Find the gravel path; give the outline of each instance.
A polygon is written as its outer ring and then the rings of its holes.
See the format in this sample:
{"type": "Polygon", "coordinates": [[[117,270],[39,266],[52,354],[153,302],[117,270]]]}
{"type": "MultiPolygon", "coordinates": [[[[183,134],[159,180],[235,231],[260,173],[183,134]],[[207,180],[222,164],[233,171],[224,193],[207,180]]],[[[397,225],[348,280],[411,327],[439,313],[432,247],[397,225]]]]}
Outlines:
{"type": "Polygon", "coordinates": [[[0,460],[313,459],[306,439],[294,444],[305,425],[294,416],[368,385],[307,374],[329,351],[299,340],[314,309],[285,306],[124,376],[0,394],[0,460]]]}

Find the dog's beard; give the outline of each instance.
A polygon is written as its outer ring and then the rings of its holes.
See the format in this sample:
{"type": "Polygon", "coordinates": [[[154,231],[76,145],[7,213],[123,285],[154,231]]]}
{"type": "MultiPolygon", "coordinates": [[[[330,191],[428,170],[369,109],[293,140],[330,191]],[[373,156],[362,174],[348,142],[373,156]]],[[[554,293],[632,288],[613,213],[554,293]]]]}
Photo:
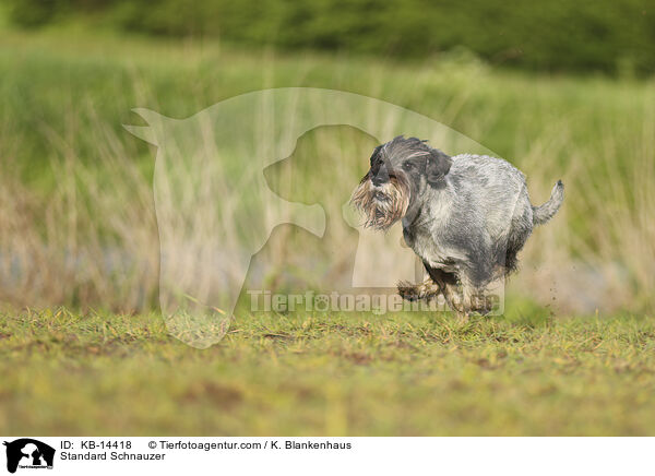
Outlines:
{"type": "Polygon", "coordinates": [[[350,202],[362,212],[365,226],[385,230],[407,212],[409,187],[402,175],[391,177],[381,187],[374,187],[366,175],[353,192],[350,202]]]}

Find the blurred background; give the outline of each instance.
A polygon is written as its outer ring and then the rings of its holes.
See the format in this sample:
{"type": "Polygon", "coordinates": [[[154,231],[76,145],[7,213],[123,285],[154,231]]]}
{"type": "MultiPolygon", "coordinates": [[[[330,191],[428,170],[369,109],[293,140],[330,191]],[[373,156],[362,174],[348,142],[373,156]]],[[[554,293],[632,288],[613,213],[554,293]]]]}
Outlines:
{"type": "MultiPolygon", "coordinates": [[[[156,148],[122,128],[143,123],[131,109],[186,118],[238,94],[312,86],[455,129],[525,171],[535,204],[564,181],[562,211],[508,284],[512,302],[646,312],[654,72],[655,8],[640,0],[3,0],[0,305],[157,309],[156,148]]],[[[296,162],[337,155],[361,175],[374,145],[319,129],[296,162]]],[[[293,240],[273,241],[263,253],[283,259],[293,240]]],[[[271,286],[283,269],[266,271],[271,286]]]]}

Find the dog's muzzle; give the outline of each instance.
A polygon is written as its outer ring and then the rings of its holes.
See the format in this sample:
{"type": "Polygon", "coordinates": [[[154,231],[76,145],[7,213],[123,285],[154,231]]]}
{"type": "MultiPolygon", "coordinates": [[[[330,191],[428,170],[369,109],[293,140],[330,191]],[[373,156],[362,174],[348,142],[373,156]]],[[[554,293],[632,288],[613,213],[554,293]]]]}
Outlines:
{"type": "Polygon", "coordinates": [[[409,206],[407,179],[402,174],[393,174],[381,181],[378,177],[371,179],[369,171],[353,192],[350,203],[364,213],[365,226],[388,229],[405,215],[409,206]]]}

(Problem):
List each line in the rows above that contains the word "Find", copying every such line in full.

(Answer to the problem):
Find the gravel path; give the outline of each instance.
Find the dog's beard; give the outline of each instance.
Find the blurred background; give the outline of each instance.
Find the dog's muzzle; give the outline of each instance.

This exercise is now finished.